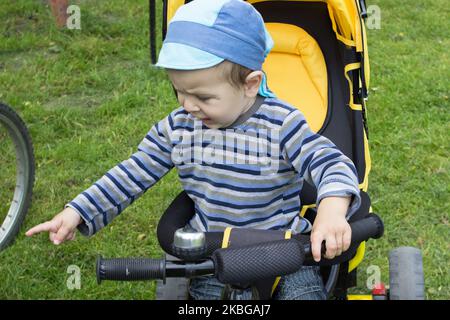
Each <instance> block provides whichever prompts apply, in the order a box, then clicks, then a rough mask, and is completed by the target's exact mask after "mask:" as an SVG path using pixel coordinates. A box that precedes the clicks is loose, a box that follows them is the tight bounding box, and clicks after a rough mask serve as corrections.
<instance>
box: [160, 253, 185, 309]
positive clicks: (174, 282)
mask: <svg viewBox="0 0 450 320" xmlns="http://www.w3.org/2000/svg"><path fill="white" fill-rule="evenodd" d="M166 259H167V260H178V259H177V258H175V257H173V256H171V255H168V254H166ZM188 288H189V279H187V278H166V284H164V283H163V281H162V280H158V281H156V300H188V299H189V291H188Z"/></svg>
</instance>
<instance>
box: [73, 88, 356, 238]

________________

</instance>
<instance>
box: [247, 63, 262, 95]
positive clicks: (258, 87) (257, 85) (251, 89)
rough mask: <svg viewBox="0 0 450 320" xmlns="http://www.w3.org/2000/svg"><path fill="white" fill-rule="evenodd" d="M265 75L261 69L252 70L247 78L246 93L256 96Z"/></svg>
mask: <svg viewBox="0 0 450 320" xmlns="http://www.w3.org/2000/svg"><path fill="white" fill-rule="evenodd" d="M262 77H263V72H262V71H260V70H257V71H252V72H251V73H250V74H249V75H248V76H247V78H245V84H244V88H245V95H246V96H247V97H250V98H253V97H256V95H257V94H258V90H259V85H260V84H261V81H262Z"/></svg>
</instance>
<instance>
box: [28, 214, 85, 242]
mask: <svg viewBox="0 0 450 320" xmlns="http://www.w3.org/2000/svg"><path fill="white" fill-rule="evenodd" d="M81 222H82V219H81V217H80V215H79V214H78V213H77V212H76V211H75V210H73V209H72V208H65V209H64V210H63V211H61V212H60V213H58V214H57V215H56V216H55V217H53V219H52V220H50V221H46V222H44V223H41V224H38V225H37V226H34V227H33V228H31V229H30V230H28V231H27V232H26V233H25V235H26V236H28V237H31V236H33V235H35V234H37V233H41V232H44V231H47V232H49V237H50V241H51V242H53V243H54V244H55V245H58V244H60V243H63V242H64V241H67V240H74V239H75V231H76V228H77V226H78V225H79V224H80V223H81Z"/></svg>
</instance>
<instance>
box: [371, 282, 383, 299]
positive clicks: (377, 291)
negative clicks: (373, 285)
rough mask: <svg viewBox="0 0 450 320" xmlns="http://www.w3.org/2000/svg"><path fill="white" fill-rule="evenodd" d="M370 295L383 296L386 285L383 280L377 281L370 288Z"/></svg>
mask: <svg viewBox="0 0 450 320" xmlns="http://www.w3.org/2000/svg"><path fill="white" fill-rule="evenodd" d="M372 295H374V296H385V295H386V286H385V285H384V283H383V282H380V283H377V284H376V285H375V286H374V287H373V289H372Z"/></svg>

________________

> Work item
Would you print exactly and only the lines of the material above that run from the line with "Each <instance> block" through the line with "box: [73, 88, 356, 238]", both included?

> Reply
Each <instance> block provides whichever prompts apply, in the order a box, then clicks, then a rough mask, and is completed by the target's exact mask after "mask:" as an SVG path using pixel coordinates. A box that precedes the clicks is loose, a box that follows them is the tight bounding box, and clicks after a rough mask serve as corrections.
<instance>
box: [160, 253, 185, 309]
positive clicks: (174, 282)
mask: <svg viewBox="0 0 450 320" xmlns="http://www.w3.org/2000/svg"><path fill="white" fill-rule="evenodd" d="M166 259H167V260H178V259H177V258H175V257H173V256H171V255H168V254H166ZM188 288H189V279H187V278H166V284H164V283H163V281H162V280H158V281H156V300H188V299H189V291H188Z"/></svg>
</instance>
<instance>
box: [73, 88, 356, 238]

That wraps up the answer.